#### [Supplied material]
*** Begin section ***

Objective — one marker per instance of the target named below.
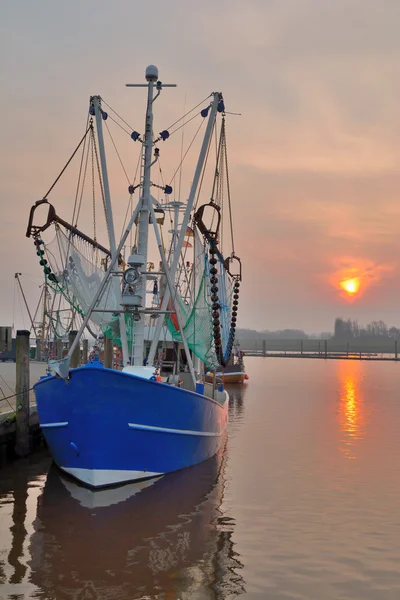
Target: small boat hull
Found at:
(106, 427)
(236, 377)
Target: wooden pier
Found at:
(322, 349)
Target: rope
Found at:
(72, 156)
(183, 125)
(93, 194)
(83, 187)
(101, 182)
(7, 398)
(119, 116)
(190, 145)
(228, 187)
(188, 113)
(115, 148)
(80, 173)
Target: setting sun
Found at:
(351, 286)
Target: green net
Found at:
(197, 314)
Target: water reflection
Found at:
(351, 409)
(160, 538)
(237, 394)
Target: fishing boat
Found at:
(107, 426)
(187, 543)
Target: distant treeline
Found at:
(344, 329)
(349, 329)
(281, 334)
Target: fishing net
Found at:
(197, 310)
(79, 270)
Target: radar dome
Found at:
(151, 73)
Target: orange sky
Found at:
(314, 158)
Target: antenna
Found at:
(152, 75)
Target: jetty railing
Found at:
(385, 349)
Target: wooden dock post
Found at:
(22, 393)
(76, 356)
(85, 351)
(108, 353)
(38, 349)
(59, 349)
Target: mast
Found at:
(189, 206)
(109, 216)
(26, 303)
(143, 225)
(145, 202)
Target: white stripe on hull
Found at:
(177, 431)
(102, 477)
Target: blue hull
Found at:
(106, 427)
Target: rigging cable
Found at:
(70, 159)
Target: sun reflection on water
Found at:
(351, 408)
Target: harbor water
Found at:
(302, 504)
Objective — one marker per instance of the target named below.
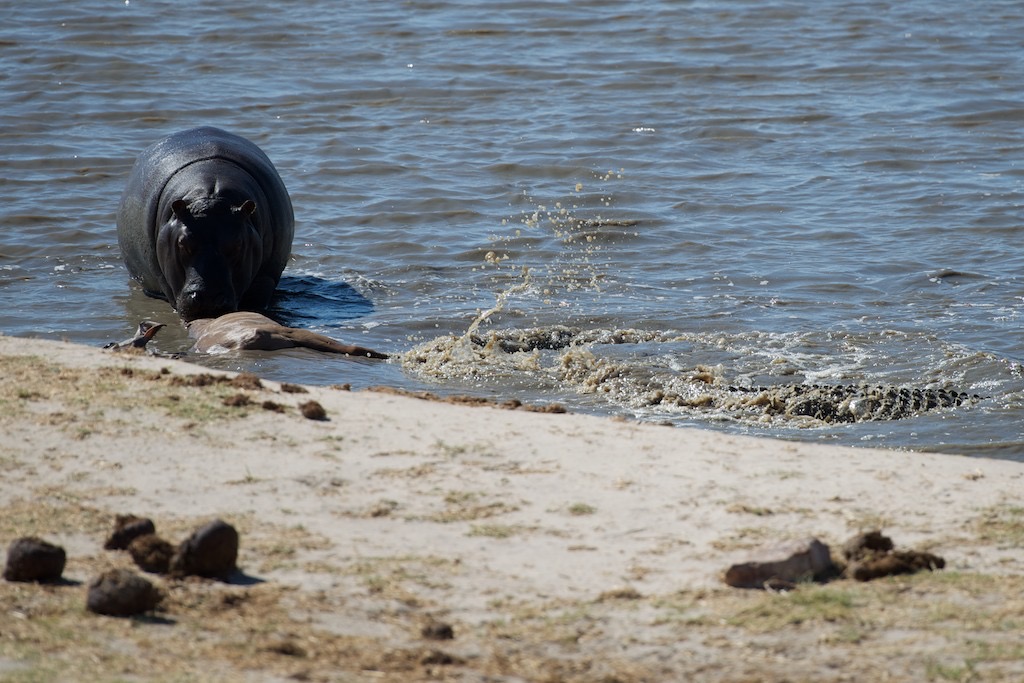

*** End section ***

Make an exact copy of every entry above, but keep the pictures out of it.

#### [Problem solution]
Objective — one marker per instance of the target named below.
Target: small boat hull
Found at:
(106, 427)
(236, 377)
Target: wooden pier
Found at:
(322, 349)
Target: rope
Found at:
(72, 156)
(183, 125)
(93, 194)
(83, 187)
(101, 182)
(7, 398)
(119, 116)
(190, 145)
(228, 187)
(188, 113)
(115, 148)
(80, 173)
Target: setting sun
Found at:
(351, 286)
Target: green net
Found at:
(197, 314)
Target: water reflection
Found at:
(351, 409)
(160, 538)
(237, 394)
Target: fishing boat
Found at:
(107, 426)
(187, 543)
Target: distant treeline
Found at:
(344, 329)
(349, 329)
(281, 334)
Target: fishing net
Found at:
(197, 310)
(79, 270)
Target: radar dome
Found at:
(151, 73)
Target: orange sky
Found at:
(314, 158)
Target: antenna
Found at:
(152, 75)
Target: jetty railing
Found at:
(385, 349)
Target: wooden dock post
Found at:
(22, 393)
(76, 356)
(85, 351)
(108, 353)
(38, 349)
(59, 349)
Target: mast
Found at:
(189, 206)
(109, 216)
(26, 303)
(143, 225)
(145, 202)
Target: white stripe on hull
Found at:
(177, 431)
(102, 477)
Target: blue hull
Found at:
(106, 427)
Target: rigging cable
Found at:
(70, 159)
Target: sun reflection on water
Found at:
(351, 408)
Target: harbor water
Found at:
(302, 504)
Objective — one marker per instance of the target named below.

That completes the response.